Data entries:
-=-=-=-=-
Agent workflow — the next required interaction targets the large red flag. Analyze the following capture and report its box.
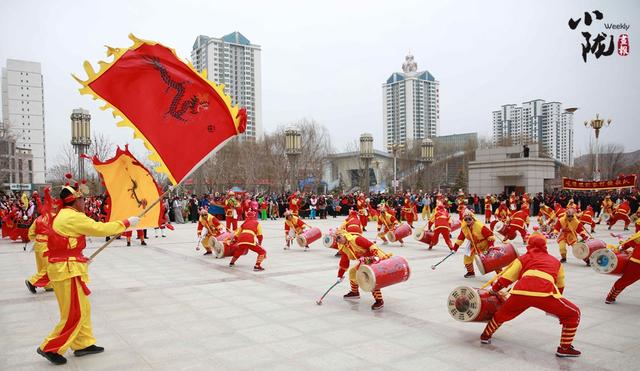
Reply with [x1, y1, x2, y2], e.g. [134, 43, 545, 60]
[73, 34, 246, 185]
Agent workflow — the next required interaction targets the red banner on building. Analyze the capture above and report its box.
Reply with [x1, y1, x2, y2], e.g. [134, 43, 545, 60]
[562, 175, 637, 190]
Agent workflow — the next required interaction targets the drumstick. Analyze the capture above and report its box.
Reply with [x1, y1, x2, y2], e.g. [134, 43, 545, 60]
[195, 235, 203, 251]
[431, 251, 455, 270]
[316, 279, 342, 305]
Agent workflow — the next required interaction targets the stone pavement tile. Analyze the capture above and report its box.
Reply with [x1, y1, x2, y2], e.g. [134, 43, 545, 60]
[298, 351, 377, 370]
[71, 349, 152, 371]
[149, 356, 234, 371]
[212, 343, 281, 369]
[315, 328, 372, 346]
[343, 339, 421, 363]
[387, 353, 456, 371]
[263, 336, 333, 358]
[135, 338, 200, 364]
[237, 323, 303, 343]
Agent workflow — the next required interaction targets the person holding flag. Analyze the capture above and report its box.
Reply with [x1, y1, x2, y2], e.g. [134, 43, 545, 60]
[37, 184, 140, 365]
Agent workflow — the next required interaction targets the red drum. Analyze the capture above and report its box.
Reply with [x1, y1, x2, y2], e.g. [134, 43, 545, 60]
[212, 232, 233, 258]
[296, 226, 322, 247]
[414, 228, 433, 245]
[323, 229, 338, 250]
[447, 286, 503, 322]
[590, 249, 628, 275]
[386, 223, 411, 242]
[572, 239, 606, 260]
[213, 242, 248, 259]
[474, 243, 519, 275]
[493, 221, 505, 233]
[450, 220, 461, 232]
[356, 256, 410, 292]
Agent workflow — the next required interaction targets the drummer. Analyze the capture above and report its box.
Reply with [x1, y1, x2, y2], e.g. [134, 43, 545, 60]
[480, 232, 582, 358]
[376, 203, 405, 246]
[452, 210, 496, 278]
[196, 208, 226, 256]
[427, 202, 454, 250]
[284, 210, 310, 250]
[335, 230, 392, 310]
[340, 209, 364, 235]
[605, 231, 640, 304]
[537, 202, 556, 232]
[552, 208, 590, 263]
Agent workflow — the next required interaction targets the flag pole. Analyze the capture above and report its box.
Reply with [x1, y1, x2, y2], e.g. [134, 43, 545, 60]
[88, 186, 175, 261]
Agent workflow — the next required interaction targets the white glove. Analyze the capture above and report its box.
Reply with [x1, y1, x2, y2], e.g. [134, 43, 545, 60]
[128, 216, 140, 228]
[337, 276, 344, 283]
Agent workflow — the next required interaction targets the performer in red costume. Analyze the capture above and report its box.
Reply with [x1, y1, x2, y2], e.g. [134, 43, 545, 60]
[503, 208, 529, 243]
[228, 210, 266, 271]
[578, 205, 596, 233]
[376, 203, 404, 246]
[336, 231, 392, 310]
[284, 210, 310, 250]
[356, 194, 369, 231]
[197, 208, 225, 255]
[427, 203, 453, 250]
[401, 194, 416, 228]
[224, 191, 240, 231]
[605, 231, 640, 304]
[452, 211, 496, 278]
[484, 194, 493, 224]
[288, 191, 301, 217]
[480, 233, 581, 357]
[608, 199, 631, 230]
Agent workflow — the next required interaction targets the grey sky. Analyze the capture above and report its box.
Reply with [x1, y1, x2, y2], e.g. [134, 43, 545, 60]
[1, 0, 638, 167]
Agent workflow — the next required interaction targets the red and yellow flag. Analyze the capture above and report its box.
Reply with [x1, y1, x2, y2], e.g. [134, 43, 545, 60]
[73, 34, 247, 185]
[92, 147, 163, 229]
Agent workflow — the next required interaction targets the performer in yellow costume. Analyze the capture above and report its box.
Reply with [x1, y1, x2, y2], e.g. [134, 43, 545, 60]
[37, 185, 139, 365]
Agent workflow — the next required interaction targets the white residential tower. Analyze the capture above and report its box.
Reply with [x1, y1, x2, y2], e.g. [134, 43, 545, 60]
[191, 32, 262, 140]
[492, 99, 574, 166]
[1, 59, 46, 184]
[382, 53, 439, 150]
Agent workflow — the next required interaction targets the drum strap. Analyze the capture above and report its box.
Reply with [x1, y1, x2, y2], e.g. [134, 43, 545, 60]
[511, 270, 562, 298]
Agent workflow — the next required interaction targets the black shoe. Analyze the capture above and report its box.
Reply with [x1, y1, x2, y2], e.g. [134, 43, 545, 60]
[464, 272, 475, 278]
[203, 251, 212, 255]
[560, 257, 567, 263]
[229, 262, 235, 267]
[37, 347, 67, 365]
[74, 344, 104, 357]
[45, 287, 54, 292]
[141, 241, 147, 246]
[25, 280, 37, 294]
[126, 241, 131, 247]
[343, 291, 360, 300]
[253, 265, 264, 271]
[608, 226, 612, 230]
[371, 300, 384, 310]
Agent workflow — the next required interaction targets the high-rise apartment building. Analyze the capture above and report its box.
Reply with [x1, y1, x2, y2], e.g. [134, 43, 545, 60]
[1, 59, 46, 184]
[492, 99, 574, 165]
[191, 32, 262, 140]
[382, 53, 439, 150]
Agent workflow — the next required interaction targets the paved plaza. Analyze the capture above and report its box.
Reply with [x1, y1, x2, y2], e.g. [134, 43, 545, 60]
[1, 217, 638, 370]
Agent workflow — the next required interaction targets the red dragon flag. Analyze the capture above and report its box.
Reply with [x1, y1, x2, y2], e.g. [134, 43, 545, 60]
[91, 146, 163, 229]
[73, 34, 247, 185]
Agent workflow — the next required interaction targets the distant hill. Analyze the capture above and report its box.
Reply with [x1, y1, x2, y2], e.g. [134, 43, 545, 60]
[573, 150, 640, 167]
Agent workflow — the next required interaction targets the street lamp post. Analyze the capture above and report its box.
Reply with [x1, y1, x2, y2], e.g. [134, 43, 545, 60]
[359, 133, 373, 193]
[420, 138, 434, 189]
[285, 127, 302, 192]
[70, 108, 91, 180]
[389, 143, 404, 194]
[584, 113, 612, 181]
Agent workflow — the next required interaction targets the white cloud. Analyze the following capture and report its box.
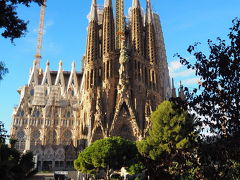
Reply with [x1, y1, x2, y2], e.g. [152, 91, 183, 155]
[171, 68, 195, 78]
[169, 60, 182, 72]
[44, 41, 62, 55]
[168, 56, 196, 79]
[45, 20, 54, 28]
[182, 77, 200, 85]
[32, 19, 54, 35]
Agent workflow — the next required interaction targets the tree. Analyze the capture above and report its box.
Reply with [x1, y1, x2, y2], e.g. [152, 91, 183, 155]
[0, 0, 44, 42]
[137, 100, 199, 179]
[0, 61, 8, 81]
[0, 120, 8, 144]
[0, 0, 44, 80]
[0, 121, 37, 180]
[74, 136, 139, 180]
[0, 145, 37, 180]
[176, 18, 240, 179]
[176, 17, 240, 137]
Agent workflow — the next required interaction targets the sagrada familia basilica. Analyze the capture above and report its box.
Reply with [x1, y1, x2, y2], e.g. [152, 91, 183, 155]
[10, 0, 180, 171]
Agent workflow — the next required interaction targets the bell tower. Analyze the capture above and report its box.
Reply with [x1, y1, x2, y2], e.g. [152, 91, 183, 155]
[115, 0, 125, 49]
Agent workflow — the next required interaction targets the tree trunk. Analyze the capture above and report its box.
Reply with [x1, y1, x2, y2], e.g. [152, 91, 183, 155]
[105, 166, 110, 180]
-=-=-=-=-
Word for word, quote the lines above. Omit the pictures.

Agent workflow — the next required interaction targets the large red flag. Analyze the following capture and report its box.
Reply with [x1, y1, x2, y2], e.g. [134, 43, 545, 60]
[73, 34, 246, 185]
Agent workflow — the next required interaction targets the red banner on building. Analyze the capture above and report its box.
Reply with [x1, y1, x2, y2], e.g. [134, 43, 545, 60]
[562, 175, 637, 190]
Agent workflow — the next required interaction targets the drumstick. Analyze the capture above and report its box.
Reply with [x1, y1, x2, y2], e.g. [134, 43, 545, 60]
[195, 235, 203, 251]
[431, 251, 455, 270]
[316, 279, 342, 305]
Agent workflow — the next required interaction targets the stone pavement tile. Analyze the capture above and report its box.
Reply with [x1, y1, x2, y2], e.g. [134, 43, 545, 60]
[298, 351, 377, 370]
[71, 349, 152, 371]
[149, 356, 234, 371]
[212, 343, 281, 369]
[315, 328, 372, 346]
[343, 339, 421, 363]
[387, 353, 456, 371]
[263, 336, 333, 358]
[135, 338, 200, 364]
[237, 323, 303, 343]
Agent workflow — the next required interaction targets the person holding flag. Analyze the capture above and report its box.
Reply with [x1, y1, x2, y2], e.g. [134, 43, 545, 60]
[37, 184, 140, 365]
Agent workflow — the next required interaction targets the red drum. Analyze the capture above and report its box.
Reply with [x1, y1, x2, y2], e.g. [134, 43, 545, 60]
[212, 232, 233, 258]
[296, 226, 322, 247]
[414, 228, 433, 245]
[323, 229, 338, 250]
[447, 286, 503, 322]
[590, 249, 628, 275]
[386, 223, 411, 242]
[572, 239, 606, 260]
[213, 242, 248, 259]
[474, 243, 519, 275]
[493, 221, 505, 233]
[450, 220, 461, 232]
[356, 256, 410, 292]
Agent workflow — the next required interaction targets the drummer. Analyze the capture above and report its box.
Reply with [x1, y1, x2, y2], e.g. [134, 43, 545, 60]
[480, 232, 582, 358]
[376, 203, 405, 246]
[452, 210, 496, 278]
[196, 208, 226, 256]
[427, 202, 454, 250]
[284, 210, 310, 250]
[335, 230, 392, 310]
[340, 209, 364, 235]
[605, 231, 640, 304]
[537, 202, 556, 232]
[552, 208, 590, 263]
Agent workflow — the next required interaction targets the flag pole. Analyze the capture above and report its box.
Reply with [x1, y1, x2, y2], e.g. [134, 43, 545, 60]
[88, 186, 175, 261]
Agent workflow — the next required interaction targets the white glove. Analyze the capture above and report its box.
Reply with [x1, y1, x2, y2], e.g. [134, 43, 545, 60]
[128, 216, 140, 228]
[337, 276, 344, 283]
Agent workflow — the next required interaction targets the performer in red costume. Analyze the capture above and report its box.
Reply with [x1, y1, x2, y2], e.g. [134, 43, 545, 60]
[503, 208, 529, 243]
[228, 210, 266, 271]
[578, 205, 596, 233]
[376, 203, 404, 246]
[336, 231, 392, 310]
[284, 210, 310, 250]
[356, 194, 369, 231]
[197, 208, 225, 255]
[427, 203, 453, 250]
[401, 194, 416, 228]
[224, 191, 240, 231]
[605, 231, 640, 304]
[452, 211, 496, 278]
[484, 194, 493, 224]
[288, 191, 301, 217]
[480, 233, 581, 357]
[608, 199, 631, 230]
Agent workflow — the next required interaction targets the grey sky. Analyze the capture above and report its box.
Reply with [x1, y1, x2, y2], e.g. [134, 43, 545, 60]
[1, 0, 638, 167]
Agent workflow — the next required interaction targets the red and yellow flag. Analyze the capture above and report its box.
Reply with [x1, y1, x2, y2], e.g. [134, 43, 545, 60]
[73, 34, 247, 185]
[92, 147, 163, 229]
Agent workflow — the next required interaction targets the performer in yellow costume. Analyze the capture above and report its box.
Reply with [x1, y1, x2, y2], e.g. [134, 43, 545, 60]
[37, 185, 139, 365]
Agent workflow — the next required interaction targets the white residential tower. Analyze the capture above and report its box.
Reply with [x1, y1, x2, y2], e.g. [134, 43, 545, 60]
[191, 32, 262, 140]
[492, 99, 574, 166]
[1, 59, 46, 184]
[382, 53, 439, 150]
Agent workflow — the next required interaction targets the drum strap. Analyze the capture above and report its box.
Reply with [x1, y1, x2, y2], e.g. [134, 43, 545, 60]
[511, 270, 562, 298]
Agent workflow — the next required interaction targets the black shoe. Analyze the capture above and report its box.
Reply with [x1, y1, x2, y2], e.g. [134, 43, 545, 60]
[464, 272, 475, 278]
[203, 251, 212, 255]
[560, 257, 567, 263]
[229, 262, 235, 267]
[37, 347, 67, 365]
[74, 344, 104, 357]
[45, 287, 54, 292]
[141, 241, 147, 246]
[25, 280, 37, 294]
[126, 241, 131, 247]
[343, 291, 360, 300]
[253, 265, 264, 271]
[608, 226, 612, 230]
[371, 300, 384, 310]
Agent workflow — the next required interaction targets the high-rise apartment building. Analyze the capture above and report its box.
Reply with [x1, y1, x2, y2], e.g. [134, 43, 545, 60]
[1, 59, 46, 184]
[492, 99, 574, 165]
[191, 32, 262, 140]
[382, 53, 439, 150]
Agent workflow — the next required interaction targets the paved plaza. Analyze the capture above and report its box.
Reply with [x1, y1, x2, y2], e.g. [134, 43, 545, 60]
[1, 217, 638, 370]
Agent workflow — the next required interaction targets the red dragon flag. Analyze the capture above and report its box.
Reply with [x1, y1, x2, y2], e.g. [134, 43, 545, 60]
[91, 146, 163, 229]
[73, 34, 247, 185]
Agent workflow — the next required interaction targets the distant hill. Analyze the capture above and report its box.
Reply with [x1, y1, x2, y2], e.g. [134, 43, 545, 60]
[573, 150, 640, 167]
Agent workflow — the next required interaction targets the street lamp post. Analyze the capture above and report its box.
Reply with [x1, y1, x2, y2], e.g. [134, 43, 545, 60]
[359, 133, 373, 193]
[420, 138, 434, 189]
[285, 127, 302, 192]
[70, 108, 91, 180]
[389, 143, 404, 194]
[584, 113, 612, 181]
Agent workflow — the next required interaction targets the white cloud. Analyze the following capture and report its box.
Reply with [x1, y1, x2, y2], e.g. [152, 91, 183, 155]
[171, 68, 195, 78]
[169, 60, 182, 72]
[44, 41, 62, 55]
[168, 56, 196, 79]
[45, 20, 54, 28]
[182, 77, 200, 85]
[32, 19, 54, 35]
Agent workflow — the next required interaction targets the tree. Analyze the capture above and report its box.
Reply with [x1, y1, x2, y2], e.g. [152, 91, 183, 155]
[0, 0, 44, 42]
[137, 100, 199, 179]
[0, 61, 8, 81]
[0, 120, 8, 144]
[0, 0, 44, 80]
[0, 121, 37, 180]
[74, 136, 139, 180]
[0, 145, 37, 180]
[176, 18, 240, 179]
[176, 17, 240, 137]
Agent workflow — the next required interaction targets the sagrada familia basilica. Analyze the capture above and report its box.
Reply with [x1, y1, x2, y2], e.g. [152, 91, 183, 155]
[10, 0, 180, 171]
Agent workflow — the next required interaction targets the bell tower. Analyze the capture above and report its box.
Reply with [x1, y1, x2, y2], e.g. [152, 91, 183, 155]
[115, 0, 125, 49]
Agent workflow — the next required interaction targets the tree trunk. Analyze the capture above and report its box.
Reply with [x1, y1, x2, y2], e.g. [152, 91, 183, 155]
[105, 166, 110, 180]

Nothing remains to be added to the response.